Go to the line containing "the red ribbon" and return it and each line after it exactly, through the end of the data below, and nothing more.

▶ [Records from a data collection]:
-----
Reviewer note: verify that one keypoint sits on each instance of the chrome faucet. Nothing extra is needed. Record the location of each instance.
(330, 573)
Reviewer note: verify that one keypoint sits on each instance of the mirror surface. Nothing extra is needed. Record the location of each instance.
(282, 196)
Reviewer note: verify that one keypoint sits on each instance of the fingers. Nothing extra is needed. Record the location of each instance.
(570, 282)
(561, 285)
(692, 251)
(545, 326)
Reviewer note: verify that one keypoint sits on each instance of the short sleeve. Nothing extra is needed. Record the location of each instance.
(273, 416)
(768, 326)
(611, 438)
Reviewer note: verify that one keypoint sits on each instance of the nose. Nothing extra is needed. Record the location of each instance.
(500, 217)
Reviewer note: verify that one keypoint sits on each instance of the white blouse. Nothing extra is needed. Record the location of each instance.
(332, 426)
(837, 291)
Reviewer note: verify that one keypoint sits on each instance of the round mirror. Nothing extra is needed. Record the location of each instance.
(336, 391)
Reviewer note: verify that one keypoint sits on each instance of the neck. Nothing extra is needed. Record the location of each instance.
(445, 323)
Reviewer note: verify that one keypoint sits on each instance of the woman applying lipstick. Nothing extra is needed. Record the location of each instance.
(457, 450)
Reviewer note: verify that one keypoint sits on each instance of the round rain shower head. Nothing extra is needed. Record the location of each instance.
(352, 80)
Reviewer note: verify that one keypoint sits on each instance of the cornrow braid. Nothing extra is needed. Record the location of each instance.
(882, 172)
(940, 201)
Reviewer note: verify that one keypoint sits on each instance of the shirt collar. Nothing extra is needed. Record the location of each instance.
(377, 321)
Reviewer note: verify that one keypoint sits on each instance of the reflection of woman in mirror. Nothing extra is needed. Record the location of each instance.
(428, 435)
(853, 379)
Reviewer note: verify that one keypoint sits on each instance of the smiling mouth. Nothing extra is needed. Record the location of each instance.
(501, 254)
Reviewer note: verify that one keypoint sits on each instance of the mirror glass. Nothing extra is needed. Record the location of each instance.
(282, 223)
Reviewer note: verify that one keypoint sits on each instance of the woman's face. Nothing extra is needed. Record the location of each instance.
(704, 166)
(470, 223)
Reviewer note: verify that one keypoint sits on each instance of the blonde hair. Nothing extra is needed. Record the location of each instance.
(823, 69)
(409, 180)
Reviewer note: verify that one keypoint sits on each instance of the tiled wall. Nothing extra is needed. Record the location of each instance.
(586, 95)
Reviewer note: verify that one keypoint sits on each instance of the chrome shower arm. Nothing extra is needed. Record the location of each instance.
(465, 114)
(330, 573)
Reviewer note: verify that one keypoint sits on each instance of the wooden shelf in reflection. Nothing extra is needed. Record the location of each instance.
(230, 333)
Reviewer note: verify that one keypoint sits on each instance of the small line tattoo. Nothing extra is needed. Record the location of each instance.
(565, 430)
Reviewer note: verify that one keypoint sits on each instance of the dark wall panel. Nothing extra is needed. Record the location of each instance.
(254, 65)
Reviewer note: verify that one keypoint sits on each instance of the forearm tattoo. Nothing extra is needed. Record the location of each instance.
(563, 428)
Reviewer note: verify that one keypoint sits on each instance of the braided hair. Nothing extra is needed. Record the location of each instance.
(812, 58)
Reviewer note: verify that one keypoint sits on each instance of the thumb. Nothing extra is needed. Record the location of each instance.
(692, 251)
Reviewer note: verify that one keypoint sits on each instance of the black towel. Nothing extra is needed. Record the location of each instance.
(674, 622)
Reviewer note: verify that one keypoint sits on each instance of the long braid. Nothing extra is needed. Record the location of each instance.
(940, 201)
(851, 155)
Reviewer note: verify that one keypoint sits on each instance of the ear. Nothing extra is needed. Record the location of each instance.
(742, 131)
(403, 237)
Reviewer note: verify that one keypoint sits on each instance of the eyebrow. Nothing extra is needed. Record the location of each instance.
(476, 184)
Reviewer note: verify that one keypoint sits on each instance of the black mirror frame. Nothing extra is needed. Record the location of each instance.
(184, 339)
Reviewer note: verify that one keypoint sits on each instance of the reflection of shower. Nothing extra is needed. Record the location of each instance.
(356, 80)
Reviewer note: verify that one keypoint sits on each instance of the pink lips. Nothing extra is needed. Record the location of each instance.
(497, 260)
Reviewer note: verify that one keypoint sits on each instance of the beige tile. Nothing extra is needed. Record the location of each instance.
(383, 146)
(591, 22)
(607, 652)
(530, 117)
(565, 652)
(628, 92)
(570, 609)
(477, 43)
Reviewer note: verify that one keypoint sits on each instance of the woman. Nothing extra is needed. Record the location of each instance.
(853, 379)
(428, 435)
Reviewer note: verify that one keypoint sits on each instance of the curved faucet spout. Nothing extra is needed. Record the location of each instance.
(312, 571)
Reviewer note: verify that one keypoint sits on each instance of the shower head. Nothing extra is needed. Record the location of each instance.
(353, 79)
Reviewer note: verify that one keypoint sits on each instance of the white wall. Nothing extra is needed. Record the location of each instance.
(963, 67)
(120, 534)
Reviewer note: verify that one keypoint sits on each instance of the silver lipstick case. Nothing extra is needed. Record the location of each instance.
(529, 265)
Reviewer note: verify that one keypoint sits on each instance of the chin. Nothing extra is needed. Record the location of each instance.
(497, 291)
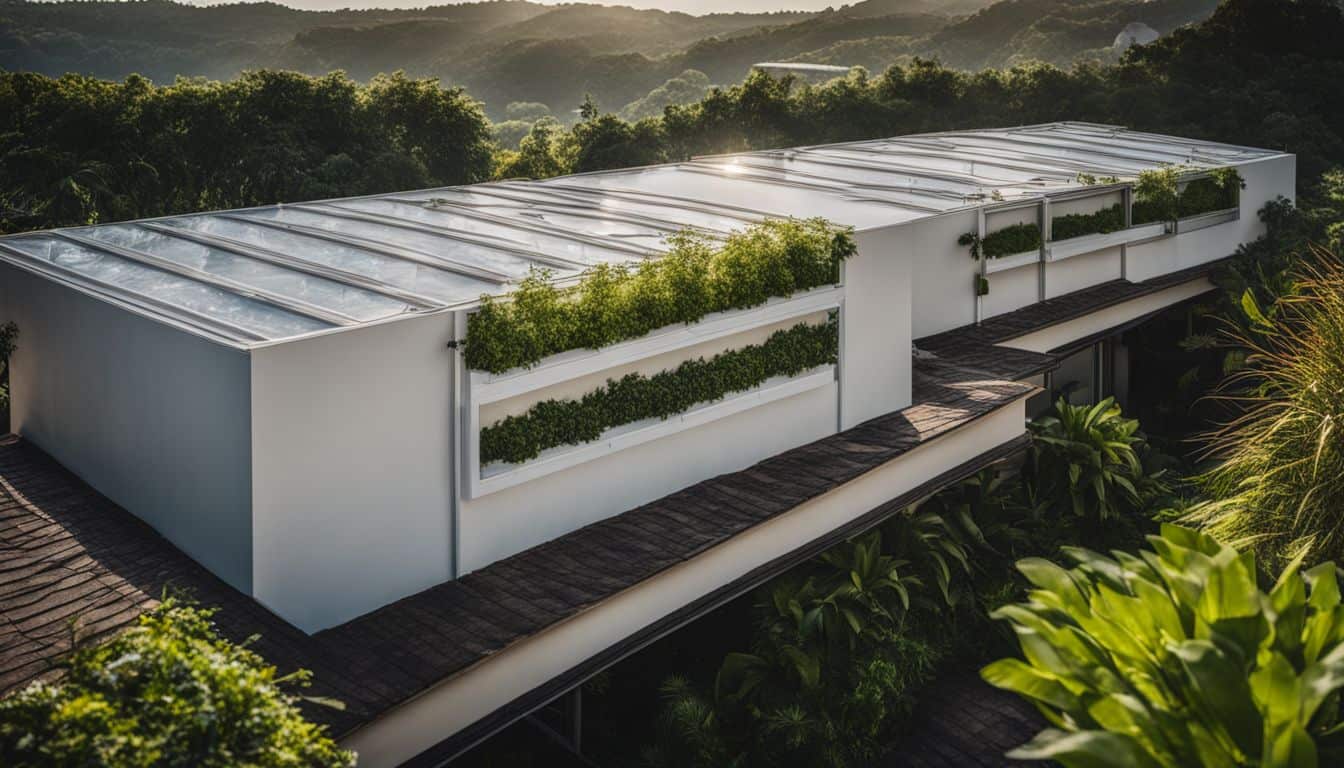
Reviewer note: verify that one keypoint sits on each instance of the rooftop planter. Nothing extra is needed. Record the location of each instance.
(1163, 197)
(695, 277)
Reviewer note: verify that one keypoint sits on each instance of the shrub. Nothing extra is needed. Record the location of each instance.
(1157, 194)
(842, 646)
(694, 279)
(8, 343)
(1280, 482)
(168, 692)
(1007, 241)
(1176, 659)
(1077, 225)
(636, 397)
(1086, 457)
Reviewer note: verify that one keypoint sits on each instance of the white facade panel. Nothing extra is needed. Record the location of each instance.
(153, 417)
(352, 462)
(875, 327)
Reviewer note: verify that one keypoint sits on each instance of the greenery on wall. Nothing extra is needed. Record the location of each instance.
(1007, 241)
(1179, 658)
(1160, 198)
(8, 343)
(1077, 225)
(694, 279)
(636, 397)
(168, 692)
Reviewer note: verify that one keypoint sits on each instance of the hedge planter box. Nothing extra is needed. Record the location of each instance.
(1062, 249)
(503, 475)
(1210, 219)
(551, 375)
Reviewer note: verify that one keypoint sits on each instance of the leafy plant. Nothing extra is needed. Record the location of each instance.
(1176, 658)
(636, 397)
(1278, 482)
(694, 279)
(1087, 457)
(1159, 194)
(168, 692)
(8, 343)
(1007, 241)
(1078, 225)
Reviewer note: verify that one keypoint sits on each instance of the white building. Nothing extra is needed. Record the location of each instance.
(277, 392)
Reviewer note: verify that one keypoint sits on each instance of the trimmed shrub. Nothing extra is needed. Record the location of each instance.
(613, 303)
(168, 692)
(1178, 658)
(1077, 225)
(1159, 198)
(1015, 238)
(636, 397)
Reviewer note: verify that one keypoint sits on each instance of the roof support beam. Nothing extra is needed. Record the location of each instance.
(280, 301)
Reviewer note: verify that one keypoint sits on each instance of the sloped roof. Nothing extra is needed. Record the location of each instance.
(270, 273)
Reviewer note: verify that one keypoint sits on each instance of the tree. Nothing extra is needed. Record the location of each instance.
(167, 692)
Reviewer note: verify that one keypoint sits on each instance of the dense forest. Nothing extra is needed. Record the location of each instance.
(520, 51)
(77, 148)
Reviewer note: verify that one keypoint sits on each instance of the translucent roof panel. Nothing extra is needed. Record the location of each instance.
(211, 305)
(355, 303)
(397, 269)
(278, 272)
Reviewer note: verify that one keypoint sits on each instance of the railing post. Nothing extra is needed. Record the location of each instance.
(984, 265)
(1044, 225)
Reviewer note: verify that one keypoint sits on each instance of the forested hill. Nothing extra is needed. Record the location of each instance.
(522, 51)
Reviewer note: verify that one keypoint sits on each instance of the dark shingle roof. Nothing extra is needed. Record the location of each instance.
(67, 553)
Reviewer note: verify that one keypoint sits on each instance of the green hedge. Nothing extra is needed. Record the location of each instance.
(636, 397)
(692, 280)
(1078, 225)
(1157, 195)
(1007, 241)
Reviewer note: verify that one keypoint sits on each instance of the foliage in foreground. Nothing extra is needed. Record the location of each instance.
(694, 279)
(168, 692)
(846, 642)
(1280, 479)
(1176, 658)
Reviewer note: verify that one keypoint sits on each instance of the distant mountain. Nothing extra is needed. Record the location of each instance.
(516, 50)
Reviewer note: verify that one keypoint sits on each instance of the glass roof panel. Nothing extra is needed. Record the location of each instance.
(554, 244)
(327, 293)
(501, 261)
(407, 275)
(257, 316)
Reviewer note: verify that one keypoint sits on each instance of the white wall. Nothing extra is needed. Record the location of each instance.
(450, 706)
(875, 328)
(352, 468)
(512, 519)
(1265, 180)
(151, 416)
(942, 273)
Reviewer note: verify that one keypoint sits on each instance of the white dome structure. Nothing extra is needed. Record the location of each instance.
(1135, 34)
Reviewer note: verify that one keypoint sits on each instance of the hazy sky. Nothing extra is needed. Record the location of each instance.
(686, 6)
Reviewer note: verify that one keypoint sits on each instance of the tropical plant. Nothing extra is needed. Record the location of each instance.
(167, 692)
(8, 343)
(694, 279)
(1278, 483)
(1087, 457)
(1176, 658)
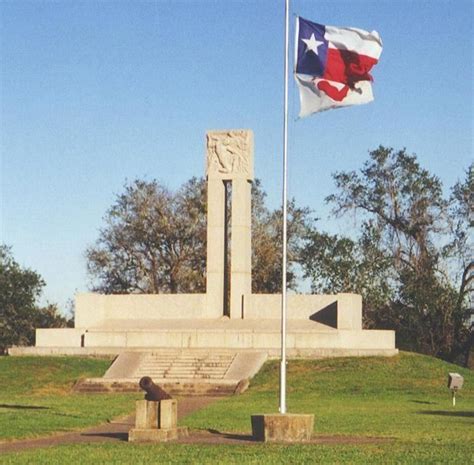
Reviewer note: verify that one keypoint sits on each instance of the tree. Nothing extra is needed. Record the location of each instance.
(19, 313)
(154, 241)
(404, 222)
(336, 264)
(460, 251)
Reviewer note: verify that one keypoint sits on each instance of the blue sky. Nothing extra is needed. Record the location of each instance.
(97, 92)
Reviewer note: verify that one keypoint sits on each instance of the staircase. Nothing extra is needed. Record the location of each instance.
(181, 372)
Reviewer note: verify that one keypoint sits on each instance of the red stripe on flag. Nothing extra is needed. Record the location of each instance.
(348, 67)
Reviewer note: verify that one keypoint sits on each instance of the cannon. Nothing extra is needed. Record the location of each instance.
(153, 391)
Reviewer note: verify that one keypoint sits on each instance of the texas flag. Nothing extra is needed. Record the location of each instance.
(332, 65)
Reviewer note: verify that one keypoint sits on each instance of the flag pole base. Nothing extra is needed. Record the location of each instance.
(289, 427)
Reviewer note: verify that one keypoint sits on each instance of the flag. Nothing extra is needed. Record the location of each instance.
(332, 65)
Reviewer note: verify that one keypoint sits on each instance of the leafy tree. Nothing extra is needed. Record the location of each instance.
(267, 242)
(340, 264)
(154, 241)
(19, 314)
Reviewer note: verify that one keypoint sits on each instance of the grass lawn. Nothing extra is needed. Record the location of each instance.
(36, 398)
(403, 398)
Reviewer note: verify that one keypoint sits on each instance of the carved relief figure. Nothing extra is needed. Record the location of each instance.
(228, 152)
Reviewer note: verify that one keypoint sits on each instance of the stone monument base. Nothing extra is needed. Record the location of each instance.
(156, 435)
(287, 427)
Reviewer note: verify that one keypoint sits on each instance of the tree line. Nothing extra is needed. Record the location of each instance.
(410, 255)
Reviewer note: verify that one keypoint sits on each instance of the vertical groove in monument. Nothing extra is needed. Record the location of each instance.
(229, 158)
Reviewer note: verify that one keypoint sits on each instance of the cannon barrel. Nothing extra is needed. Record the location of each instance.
(153, 391)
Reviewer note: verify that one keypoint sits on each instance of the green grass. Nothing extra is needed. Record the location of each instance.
(36, 398)
(403, 398)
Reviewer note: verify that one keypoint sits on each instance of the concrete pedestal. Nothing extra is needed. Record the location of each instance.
(282, 428)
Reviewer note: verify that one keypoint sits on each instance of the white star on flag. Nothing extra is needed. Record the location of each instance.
(312, 44)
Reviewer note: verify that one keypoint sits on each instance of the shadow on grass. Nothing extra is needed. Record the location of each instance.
(24, 407)
(237, 437)
(449, 413)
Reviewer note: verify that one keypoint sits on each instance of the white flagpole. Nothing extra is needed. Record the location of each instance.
(284, 202)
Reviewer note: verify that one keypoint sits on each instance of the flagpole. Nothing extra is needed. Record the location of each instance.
(284, 202)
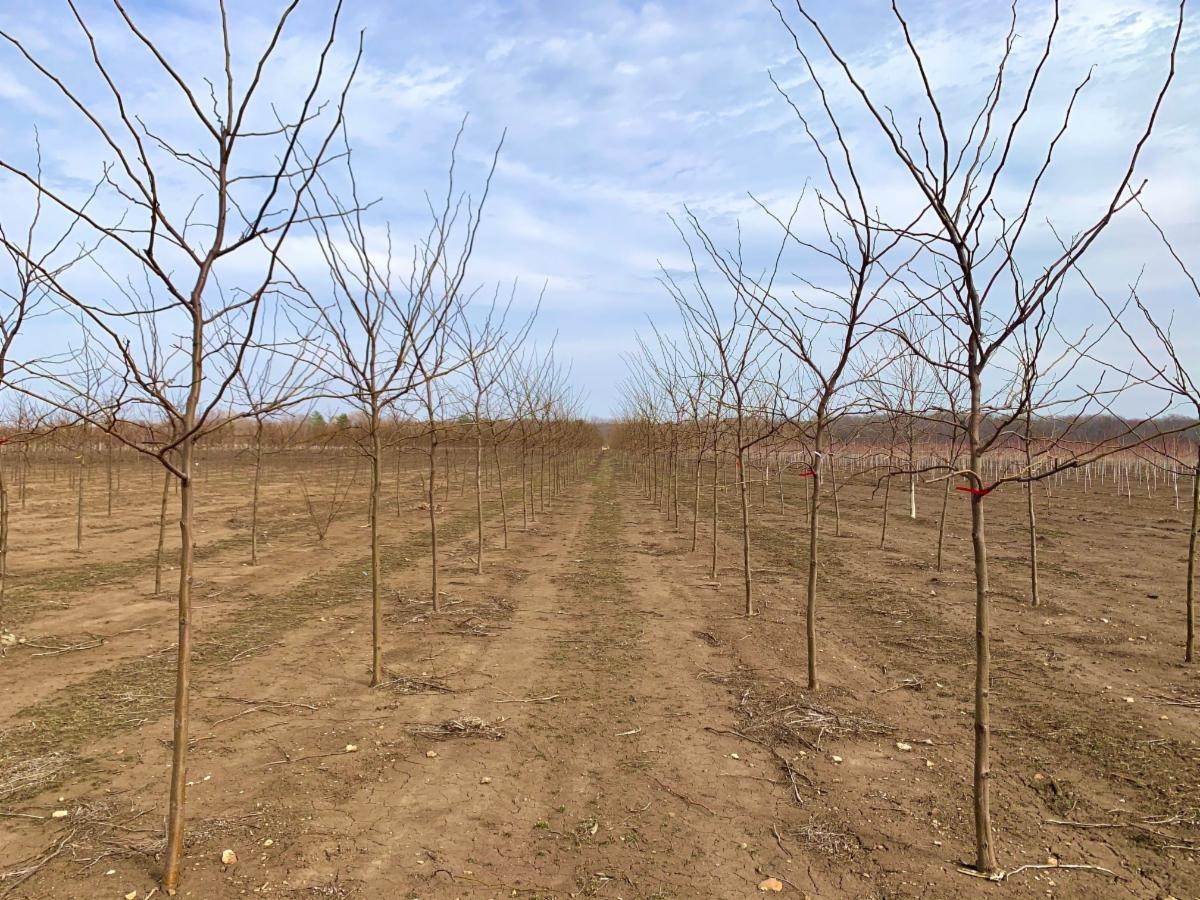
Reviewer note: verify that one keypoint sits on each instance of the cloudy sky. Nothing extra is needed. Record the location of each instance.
(619, 112)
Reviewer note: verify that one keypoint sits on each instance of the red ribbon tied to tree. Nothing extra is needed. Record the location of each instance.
(976, 491)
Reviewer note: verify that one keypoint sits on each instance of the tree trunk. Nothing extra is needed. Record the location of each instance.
(79, 481)
(525, 492)
(985, 853)
(4, 543)
(479, 499)
(108, 473)
(499, 486)
(174, 852)
(715, 502)
(376, 507)
(810, 624)
(1191, 639)
(1035, 597)
(433, 517)
(745, 532)
(162, 534)
(253, 497)
(941, 522)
-----
▶ [FINISHED TASK]:
Reviewer note: verify that one keypoint sits on each instance of the red ribbon tied to tree. Nothing extra is needed. Record the location of each instance.
(976, 491)
Reviewer note: verify that one keypoint sits on each instance of the tree trunk. Nothing extra is needed. Record the location of each instance.
(79, 481)
(525, 492)
(985, 853)
(4, 543)
(479, 499)
(108, 473)
(499, 486)
(174, 852)
(715, 502)
(376, 507)
(810, 624)
(1191, 639)
(1035, 597)
(433, 517)
(745, 532)
(162, 534)
(253, 497)
(941, 522)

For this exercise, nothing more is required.